+++ EXERCISE MATERIAL
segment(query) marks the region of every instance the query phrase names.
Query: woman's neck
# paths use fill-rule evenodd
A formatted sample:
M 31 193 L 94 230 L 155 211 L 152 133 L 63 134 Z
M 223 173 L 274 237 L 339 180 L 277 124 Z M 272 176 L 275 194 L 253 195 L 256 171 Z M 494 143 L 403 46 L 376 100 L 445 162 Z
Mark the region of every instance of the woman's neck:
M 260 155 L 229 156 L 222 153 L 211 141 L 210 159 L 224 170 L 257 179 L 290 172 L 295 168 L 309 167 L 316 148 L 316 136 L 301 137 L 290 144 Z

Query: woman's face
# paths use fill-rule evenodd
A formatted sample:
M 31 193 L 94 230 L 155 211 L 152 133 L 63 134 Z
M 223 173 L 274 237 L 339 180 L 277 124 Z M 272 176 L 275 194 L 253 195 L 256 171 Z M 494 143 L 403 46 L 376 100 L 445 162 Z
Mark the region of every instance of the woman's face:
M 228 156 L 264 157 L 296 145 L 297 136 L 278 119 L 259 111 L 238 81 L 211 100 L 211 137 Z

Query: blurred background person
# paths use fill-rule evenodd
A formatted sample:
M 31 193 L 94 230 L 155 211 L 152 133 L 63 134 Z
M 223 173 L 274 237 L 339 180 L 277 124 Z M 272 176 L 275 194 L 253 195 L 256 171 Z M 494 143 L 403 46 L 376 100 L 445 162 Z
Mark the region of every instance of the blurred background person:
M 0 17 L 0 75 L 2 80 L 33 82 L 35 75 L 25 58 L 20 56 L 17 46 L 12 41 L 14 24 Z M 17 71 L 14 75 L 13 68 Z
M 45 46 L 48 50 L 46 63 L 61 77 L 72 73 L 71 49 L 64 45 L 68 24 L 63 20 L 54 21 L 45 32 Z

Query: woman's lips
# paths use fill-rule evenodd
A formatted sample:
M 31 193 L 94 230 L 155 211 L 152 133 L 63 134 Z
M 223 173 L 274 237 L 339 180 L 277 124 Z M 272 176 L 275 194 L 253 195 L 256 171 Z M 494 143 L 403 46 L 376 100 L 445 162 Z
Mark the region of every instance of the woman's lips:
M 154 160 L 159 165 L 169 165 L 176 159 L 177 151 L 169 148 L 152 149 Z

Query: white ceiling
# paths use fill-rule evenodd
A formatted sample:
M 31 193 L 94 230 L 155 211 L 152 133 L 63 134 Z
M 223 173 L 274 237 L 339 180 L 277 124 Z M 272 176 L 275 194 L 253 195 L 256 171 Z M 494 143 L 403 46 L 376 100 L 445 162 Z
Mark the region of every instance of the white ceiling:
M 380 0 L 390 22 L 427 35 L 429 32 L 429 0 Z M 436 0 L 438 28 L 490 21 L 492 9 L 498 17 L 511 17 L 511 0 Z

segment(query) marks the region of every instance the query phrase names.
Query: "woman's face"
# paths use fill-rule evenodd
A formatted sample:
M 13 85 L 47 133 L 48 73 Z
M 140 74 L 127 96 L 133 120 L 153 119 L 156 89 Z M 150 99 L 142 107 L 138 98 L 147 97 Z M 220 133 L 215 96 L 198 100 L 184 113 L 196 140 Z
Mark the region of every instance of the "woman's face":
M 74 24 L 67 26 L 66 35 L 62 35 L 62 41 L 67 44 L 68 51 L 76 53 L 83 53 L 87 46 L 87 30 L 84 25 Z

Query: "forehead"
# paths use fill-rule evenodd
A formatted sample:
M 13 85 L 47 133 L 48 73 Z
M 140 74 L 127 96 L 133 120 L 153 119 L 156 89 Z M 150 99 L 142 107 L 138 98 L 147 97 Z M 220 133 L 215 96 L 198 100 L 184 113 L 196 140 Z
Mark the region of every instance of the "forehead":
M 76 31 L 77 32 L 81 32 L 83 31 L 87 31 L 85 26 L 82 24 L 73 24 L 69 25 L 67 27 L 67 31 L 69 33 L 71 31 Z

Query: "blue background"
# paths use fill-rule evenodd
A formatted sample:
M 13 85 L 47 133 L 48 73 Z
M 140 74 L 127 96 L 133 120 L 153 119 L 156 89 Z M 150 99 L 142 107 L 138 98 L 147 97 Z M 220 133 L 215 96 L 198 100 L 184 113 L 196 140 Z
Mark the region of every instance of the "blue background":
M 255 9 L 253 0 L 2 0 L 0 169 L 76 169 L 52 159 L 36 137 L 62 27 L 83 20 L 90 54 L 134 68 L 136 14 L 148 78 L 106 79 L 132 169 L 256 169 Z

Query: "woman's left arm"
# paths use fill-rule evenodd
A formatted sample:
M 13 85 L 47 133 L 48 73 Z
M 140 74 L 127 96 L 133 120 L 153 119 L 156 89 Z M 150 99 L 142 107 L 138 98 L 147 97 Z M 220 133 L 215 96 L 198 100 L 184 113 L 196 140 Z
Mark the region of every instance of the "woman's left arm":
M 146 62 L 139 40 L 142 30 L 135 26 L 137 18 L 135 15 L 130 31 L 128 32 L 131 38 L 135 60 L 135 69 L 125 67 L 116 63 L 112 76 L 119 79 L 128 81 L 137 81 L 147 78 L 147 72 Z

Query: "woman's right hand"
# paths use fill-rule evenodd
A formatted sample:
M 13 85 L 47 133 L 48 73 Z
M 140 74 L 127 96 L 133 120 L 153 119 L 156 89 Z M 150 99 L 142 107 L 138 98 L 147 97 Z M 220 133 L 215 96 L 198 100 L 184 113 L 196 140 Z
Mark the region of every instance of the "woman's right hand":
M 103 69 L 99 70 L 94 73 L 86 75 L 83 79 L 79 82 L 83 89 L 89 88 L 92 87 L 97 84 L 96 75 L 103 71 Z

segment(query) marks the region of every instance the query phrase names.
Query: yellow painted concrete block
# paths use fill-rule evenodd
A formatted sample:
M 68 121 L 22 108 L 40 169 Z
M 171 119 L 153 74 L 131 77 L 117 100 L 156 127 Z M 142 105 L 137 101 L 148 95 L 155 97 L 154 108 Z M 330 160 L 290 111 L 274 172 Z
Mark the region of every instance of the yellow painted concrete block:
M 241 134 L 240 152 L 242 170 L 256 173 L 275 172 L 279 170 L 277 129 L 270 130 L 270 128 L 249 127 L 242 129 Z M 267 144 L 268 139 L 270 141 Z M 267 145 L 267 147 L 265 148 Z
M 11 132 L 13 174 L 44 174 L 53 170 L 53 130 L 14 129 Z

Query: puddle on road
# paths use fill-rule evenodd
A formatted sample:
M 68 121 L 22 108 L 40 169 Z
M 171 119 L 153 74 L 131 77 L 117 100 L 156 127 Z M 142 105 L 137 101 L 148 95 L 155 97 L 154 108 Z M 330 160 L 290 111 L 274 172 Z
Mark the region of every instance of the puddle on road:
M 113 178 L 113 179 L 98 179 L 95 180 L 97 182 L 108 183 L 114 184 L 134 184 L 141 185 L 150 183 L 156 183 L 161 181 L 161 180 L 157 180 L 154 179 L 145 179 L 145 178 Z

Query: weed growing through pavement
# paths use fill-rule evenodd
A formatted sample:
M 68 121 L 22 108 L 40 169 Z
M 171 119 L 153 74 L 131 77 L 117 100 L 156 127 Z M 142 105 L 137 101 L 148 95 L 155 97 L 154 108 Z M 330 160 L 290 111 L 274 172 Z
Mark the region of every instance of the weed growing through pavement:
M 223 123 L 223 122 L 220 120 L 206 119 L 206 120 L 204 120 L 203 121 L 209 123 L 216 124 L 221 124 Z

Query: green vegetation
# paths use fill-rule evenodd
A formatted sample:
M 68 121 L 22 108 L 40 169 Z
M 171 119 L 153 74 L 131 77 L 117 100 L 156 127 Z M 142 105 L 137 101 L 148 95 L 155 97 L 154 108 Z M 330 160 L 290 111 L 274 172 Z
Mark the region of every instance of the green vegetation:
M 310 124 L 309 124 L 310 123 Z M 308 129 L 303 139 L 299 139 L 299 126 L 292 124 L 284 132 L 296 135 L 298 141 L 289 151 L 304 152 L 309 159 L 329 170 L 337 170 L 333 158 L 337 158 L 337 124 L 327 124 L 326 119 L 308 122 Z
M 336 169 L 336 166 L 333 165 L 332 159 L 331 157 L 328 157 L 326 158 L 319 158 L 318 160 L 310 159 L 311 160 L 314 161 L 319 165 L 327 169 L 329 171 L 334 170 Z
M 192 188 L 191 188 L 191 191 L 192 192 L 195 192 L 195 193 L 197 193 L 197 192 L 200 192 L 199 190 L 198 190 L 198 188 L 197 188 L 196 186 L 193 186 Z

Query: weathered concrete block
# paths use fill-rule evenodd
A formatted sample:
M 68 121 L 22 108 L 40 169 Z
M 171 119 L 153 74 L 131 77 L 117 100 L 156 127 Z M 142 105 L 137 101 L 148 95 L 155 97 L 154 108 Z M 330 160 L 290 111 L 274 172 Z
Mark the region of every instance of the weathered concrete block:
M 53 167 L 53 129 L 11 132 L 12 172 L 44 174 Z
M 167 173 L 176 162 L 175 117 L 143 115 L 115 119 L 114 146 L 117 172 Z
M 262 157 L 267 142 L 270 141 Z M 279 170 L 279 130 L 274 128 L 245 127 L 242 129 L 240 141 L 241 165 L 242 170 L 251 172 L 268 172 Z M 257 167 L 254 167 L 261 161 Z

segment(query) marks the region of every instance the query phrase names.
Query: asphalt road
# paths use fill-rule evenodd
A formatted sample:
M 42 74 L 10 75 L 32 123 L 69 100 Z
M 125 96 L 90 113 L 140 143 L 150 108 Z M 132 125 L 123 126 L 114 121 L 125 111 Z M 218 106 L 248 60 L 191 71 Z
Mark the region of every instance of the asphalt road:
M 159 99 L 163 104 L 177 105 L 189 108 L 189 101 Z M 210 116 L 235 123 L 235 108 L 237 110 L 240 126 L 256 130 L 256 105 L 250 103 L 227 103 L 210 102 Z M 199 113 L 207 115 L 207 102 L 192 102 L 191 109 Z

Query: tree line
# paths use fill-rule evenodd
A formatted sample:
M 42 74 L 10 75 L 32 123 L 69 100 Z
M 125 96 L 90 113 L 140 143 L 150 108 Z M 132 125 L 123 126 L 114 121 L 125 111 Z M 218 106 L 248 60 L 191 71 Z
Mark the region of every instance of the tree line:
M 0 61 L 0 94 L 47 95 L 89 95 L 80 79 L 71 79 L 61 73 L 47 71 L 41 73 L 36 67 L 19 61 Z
++++++
EXERCISE GOAL -
Copy out the stretch of data above from the line containing "Query: tree line" through the end of the data, reproducing every line precisely.

RESPONSE TO THE TASK -
Query: tree line
# paths use fill-rule evenodd
A formatted sample:
M 42 74 L 10 75 L 32 123 L 69 100 Z
M 125 96 L 90 113 L 140 143 L 150 108 Z M 132 125 L 123 126 L 114 121 L 125 111 Z M 218 106 L 248 60 L 191 71 Z
Mark the region of every instance of the tree line:
M 0 61 L 0 94 L 47 95 L 89 95 L 80 79 L 71 79 L 61 73 L 47 71 L 41 73 L 36 67 L 19 61 Z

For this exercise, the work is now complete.